→ RECORDS:
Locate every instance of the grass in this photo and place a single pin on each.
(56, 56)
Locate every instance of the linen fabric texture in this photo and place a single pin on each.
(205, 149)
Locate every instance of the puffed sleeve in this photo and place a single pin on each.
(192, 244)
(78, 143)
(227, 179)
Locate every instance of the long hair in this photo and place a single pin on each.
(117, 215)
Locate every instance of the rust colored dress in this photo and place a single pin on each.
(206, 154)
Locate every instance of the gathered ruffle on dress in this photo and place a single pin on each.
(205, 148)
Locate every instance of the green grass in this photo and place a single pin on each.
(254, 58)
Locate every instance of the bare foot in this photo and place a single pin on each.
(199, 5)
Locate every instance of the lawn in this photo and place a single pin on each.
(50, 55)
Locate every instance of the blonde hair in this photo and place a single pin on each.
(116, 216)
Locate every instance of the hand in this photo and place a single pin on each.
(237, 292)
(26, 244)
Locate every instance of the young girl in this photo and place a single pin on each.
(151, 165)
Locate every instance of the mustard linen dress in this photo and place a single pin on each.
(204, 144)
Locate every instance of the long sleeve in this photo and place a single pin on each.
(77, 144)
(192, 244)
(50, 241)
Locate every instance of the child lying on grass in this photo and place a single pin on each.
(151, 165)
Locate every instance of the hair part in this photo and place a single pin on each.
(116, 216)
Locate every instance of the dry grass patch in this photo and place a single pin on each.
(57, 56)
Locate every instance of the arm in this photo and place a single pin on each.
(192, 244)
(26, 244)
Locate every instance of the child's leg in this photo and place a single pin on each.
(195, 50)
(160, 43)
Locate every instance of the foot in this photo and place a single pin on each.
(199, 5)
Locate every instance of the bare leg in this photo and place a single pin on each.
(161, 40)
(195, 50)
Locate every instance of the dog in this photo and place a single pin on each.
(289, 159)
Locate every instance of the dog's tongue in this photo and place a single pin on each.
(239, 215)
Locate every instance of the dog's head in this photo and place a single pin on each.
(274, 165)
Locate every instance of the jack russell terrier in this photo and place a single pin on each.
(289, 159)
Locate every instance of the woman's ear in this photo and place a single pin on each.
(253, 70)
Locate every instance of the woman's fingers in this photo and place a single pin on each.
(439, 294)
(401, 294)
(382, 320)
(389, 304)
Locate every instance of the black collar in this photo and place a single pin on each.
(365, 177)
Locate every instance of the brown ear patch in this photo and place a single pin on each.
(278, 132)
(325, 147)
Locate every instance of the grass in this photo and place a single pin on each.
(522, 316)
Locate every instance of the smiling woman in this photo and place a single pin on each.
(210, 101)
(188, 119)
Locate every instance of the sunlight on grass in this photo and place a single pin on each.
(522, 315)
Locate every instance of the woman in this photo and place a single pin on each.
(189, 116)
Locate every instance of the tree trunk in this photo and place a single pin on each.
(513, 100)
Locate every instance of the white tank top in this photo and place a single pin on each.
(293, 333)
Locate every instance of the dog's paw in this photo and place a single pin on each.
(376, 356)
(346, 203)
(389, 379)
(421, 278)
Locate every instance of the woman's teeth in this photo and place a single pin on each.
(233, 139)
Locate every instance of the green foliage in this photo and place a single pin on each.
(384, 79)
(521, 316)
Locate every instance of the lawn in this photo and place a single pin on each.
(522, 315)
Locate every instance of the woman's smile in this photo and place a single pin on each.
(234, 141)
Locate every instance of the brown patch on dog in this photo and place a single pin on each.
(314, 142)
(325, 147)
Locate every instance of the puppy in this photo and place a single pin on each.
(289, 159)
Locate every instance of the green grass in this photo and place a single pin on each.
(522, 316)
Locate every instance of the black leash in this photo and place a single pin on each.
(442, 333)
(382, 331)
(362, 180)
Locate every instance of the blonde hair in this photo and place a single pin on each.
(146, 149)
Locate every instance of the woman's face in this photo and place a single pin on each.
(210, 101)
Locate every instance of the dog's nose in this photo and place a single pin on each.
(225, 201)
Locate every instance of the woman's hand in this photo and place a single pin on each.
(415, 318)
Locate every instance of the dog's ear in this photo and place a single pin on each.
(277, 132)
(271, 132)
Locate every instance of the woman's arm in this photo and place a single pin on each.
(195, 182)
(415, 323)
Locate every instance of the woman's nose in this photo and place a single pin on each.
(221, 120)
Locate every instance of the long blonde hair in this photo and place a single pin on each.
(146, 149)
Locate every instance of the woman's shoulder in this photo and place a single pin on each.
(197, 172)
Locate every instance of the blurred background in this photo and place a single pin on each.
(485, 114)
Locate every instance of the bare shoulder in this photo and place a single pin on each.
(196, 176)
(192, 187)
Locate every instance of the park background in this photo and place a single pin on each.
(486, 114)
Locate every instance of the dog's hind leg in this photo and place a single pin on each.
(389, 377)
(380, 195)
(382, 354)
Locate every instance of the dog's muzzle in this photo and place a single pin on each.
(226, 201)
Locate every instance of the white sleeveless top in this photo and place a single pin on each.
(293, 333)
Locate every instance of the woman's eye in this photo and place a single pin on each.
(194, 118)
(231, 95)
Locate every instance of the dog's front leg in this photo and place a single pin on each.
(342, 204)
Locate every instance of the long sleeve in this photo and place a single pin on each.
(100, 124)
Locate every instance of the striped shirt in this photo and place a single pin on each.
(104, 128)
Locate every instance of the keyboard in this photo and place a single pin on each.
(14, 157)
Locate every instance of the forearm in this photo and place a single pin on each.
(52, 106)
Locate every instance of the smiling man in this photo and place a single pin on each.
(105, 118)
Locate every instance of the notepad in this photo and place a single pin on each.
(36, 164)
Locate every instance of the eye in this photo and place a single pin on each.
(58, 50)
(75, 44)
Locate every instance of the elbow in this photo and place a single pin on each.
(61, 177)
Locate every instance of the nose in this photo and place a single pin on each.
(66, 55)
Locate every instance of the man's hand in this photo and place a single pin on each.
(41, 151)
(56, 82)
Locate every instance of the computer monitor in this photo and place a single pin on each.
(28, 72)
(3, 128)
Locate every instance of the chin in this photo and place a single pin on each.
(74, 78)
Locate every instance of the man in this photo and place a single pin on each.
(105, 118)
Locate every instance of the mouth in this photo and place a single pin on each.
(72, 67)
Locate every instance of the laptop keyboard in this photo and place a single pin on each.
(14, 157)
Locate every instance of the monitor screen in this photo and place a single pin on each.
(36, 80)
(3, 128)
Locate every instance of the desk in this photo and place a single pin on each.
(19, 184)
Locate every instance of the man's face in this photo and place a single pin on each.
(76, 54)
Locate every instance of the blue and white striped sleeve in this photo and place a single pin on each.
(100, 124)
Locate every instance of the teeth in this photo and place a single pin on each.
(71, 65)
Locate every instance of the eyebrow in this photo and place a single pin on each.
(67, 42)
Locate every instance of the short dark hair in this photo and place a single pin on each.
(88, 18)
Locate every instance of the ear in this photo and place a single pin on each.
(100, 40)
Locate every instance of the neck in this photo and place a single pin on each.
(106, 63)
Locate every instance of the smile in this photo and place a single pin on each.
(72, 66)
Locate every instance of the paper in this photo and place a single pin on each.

→ TASK: Copy the records out again word for word.

→ RESPONSE TO THIS TASK:
Locate every instance of the grass in this photo and place a single pin on each.
(56, 56)
Locate every instance of the linen fabric texture in this photo and place a single pin on each.
(205, 149)
Locate every instance of the puffed sleeve in this photo and place a single pin on each.
(192, 244)
(78, 143)
(227, 179)
Locate every instance of the long hair in this photo and place a single pin on each.
(117, 215)
Locate every instance of the rust colored dress in this photo and place a single pin on each.
(206, 154)
Locate every instance of the gathered ruffle on dress in this photo and place a single pin on each.
(205, 148)
Locate every instance of the green grass in this photo and place a single pin on each.
(254, 58)
Locate every instance of the bare foot in this photo and place a single pin on each.
(199, 5)
Locate every instance of the lawn in this photo and place a single pin on each.
(50, 55)
Locate every instance of the blonde hair in this photo and place a single pin on each.
(116, 216)
Locate every instance of the hand in this photo and place a single pin on each.
(237, 292)
(26, 244)
Locate every instance of the young girl in this photo and place a single pin on each.
(151, 165)
Locate every instance of the mustard linen dress in this photo and place a single pin on each.
(204, 144)
Locate every instance of the long sleeve in this photo and place a single pin on each.
(77, 144)
(192, 244)
(50, 241)
Locate every instance of the child lying on grass in this photo and place a single pin on each.
(151, 165)
Locate every instance of the hair part in this photo and place a single pin on each.
(116, 216)
Locate every instance of the dry grass patch in this photo and place a single pin on each.
(57, 56)
Locate every instance of the arm in this photo and place a single pin on each.
(192, 244)
(26, 244)
Locate every instance of the child's leg in this photo and place a single pin on each.
(195, 50)
(160, 43)
Locate every instance of the foot in this photo and place a single pin on each.
(199, 5)
Locate every instance of the bare leg in this photo and place a single pin on each.
(161, 40)
(195, 50)
Locate every instance of the dog in this photo and place a single pin on each.
(289, 159)
Locate every instance of the dog's tongue in this photo and place a single pin on each.
(239, 215)
Locate every instance of the dog's head in this photo and place a single pin on each.
(274, 165)
Locate every instance of the jack russell terrier in this photo and place a single pin on each.
(289, 159)
Locate every instance of the woman's ear in this photo and place a single pin on each.
(253, 70)
Locate every instance of the woman's fingers in this photo and place a single pin on each.
(439, 294)
(401, 294)
(382, 320)
(389, 304)
Locate every instance of the black collar in this photo and place a single pin on each.
(365, 177)
Locate every instance of the brown ear patch in this photo and place a single pin on each.
(278, 132)
(325, 147)
Locate every instance of the grass in this photo and place a single pin on each.
(522, 316)
Locate every instance of the smiling woman in this photo and place a single pin on each.
(210, 101)
(188, 119)
Locate every instance of the sunlight on grass in this photo and place a single pin on each.
(522, 315)
Locate every instance of the woman in this photo and place a single pin on each.
(189, 116)
Locate every instance of the tree trunk in this photo and place a single pin on each.
(513, 100)
Locate every instance of the white tank top in this photo and place a single pin on each.
(293, 333)
Locate every instance of the dog's paw in this photo and place a single pin on each.
(376, 356)
(346, 203)
(389, 379)
(421, 278)
Locate every instance of the woman's teeth in this photo and place a single pin on each.
(233, 139)
Locate every instance of the green foliage in this photo and place a single pin on each.
(384, 79)
(521, 316)
Locate every instance of the lawn in this photo and place a single pin on each.
(522, 315)
Locate every instance of the woman's smile in this photo and place a single pin on each.
(234, 141)
Locate every instance of the brown patch on dog in this photo and place a single pin on each.
(314, 142)
(325, 147)
Locate every instance of the puppy in this photo and place a single pin on each.
(289, 159)
Locate every instance of the green grass in this photo and place a single pin on each.
(522, 316)
Locate every instance of the black leash in this photo and place a single pin on each.
(442, 333)
(382, 331)
(362, 180)
Locate every instance of the blonde hair in this photo and place a single pin on each.
(146, 149)
Locate every instance of the woman's face in this photo and place a single pin on each.
(210, 101)
Locate every instance of the dog's nose in this photo and place a single pin on each.
(225, 201)
Locate every instance of the woman's hand in this photo and place a single pin on each.
(415, 318)
Locate every instance of the dog's ear in this photo and place a single pin on each.
(277, 132)
(271, 132)
Locate every instance of the woman's arm in this photo and place a single pin on each.
(195, 182)
(415, 323)
Locate every instance of the woman's nose in this photo and place a single pin on each.
(221, 120)
Locate every instance of the long blonde hair in this photo and place a single pin on each.
(146, 149)
Locate every instance of the woman's shoulder in this photo and place a single pin on each.
(197, 172)
Locate every instance of the blurred background in this photo and place a single pin on each.
(485, 114)
Locate every instance of the bare shoulder in this photo and place a single pin on each.
(196, 176)
(192, 187)
Locate every instance of the park background in this photo and place a single pin on each.
(486, 114)
Locate every instance of the dog's hind leg in this photo and place a single pin on each.
(389, 377)
(380, 195)
(382, 354)
Locate every instance of the dog's muzzle in this photo and place a single pin on each.
(226, 201)
Locate every instance of the white sleeveless top in this photo and place a single pin on each.
(293, 333)
Locate every instance of the woman's eye in this photo and place a single pin on each.
(194, 118)
(231, 95)
Locate every instance of the dog's front leg in this photo and place a single pin on each.
(342, 204)
Locate every instance of the long sleeve in this photo and place a single pin on each.
(100, 124)
Locate every instance of the striped shirt in this photo and place a single pin on each.
(104, 128)
Locate every instance of the keyboard in this photo and place a single pin on each.
(14, 157)
Locate every instance of the forearm in this photo and place a single pin on each.
(52, 106)
Locate every instance of the smiling man in this photo and place a single pin on each.
(105, 118)
Locate every instance of the notepad in this photo and place a single pin on each.
(36, 164)
Locate every instance of the eye in this photo and place a single pin on each.
(58, 50)
(75, 44)
Locate every instance of the elbow in this photo and place a single pin on each.
(61, 177)
Locate every instance of the nose in this photo and place a single pin on each.
(66, 55)
Locate every instance of the man's hand in this photo and place a single pin on each.
(41, 151)
(56, 82)
Locate every instance of the computer monitor in this photo and place a single pin on each.
(28, 72)
(3, 128)
Locate every instance of the chin in this photo and place a single pin on each.
(74, 78)
Locate every instance of the man in this photo and place a single pin on each.
(105, 118)
Locate every instance of the mouth in this photo and place a single pin on each.
(72, 67)
Locate every instance of the laptop keyboard in this photo and place a single pin on each.
(14, 157)
Locate every instance of the monitor screen in this photo and place a single pin on each.
(36, 80)
(3, 128)
Locate every instance of the desk in this photo and place a single pin on each.
(19, 184)
Locate every instance of the man's face in this photo and place a single pin on each.
(76, 54)
Locate every instance of the blue and white striped sleeve in this photo and place a single pin on each.
(100, 124)
Locate every instance of the teeth in this photo and place a single pin on each.
(71, 65)
Locate every instance of the eyebrow in this photo and place a single pin on each.
(67, 42)
Locate every instance of the short dark hair in this photo and place a single pin on each.
(88, 18)
Locate every instance of the ear in this photo and place a single pin on each.
(100, 40)
Locate every instance of the neck in this photo and place a single pin on each.
(106, 63)
Locate every instance of the smile in this photo and place a single pin on each.
(72, 66)
Locate every instance of the paper in this photo and place a single pin on each.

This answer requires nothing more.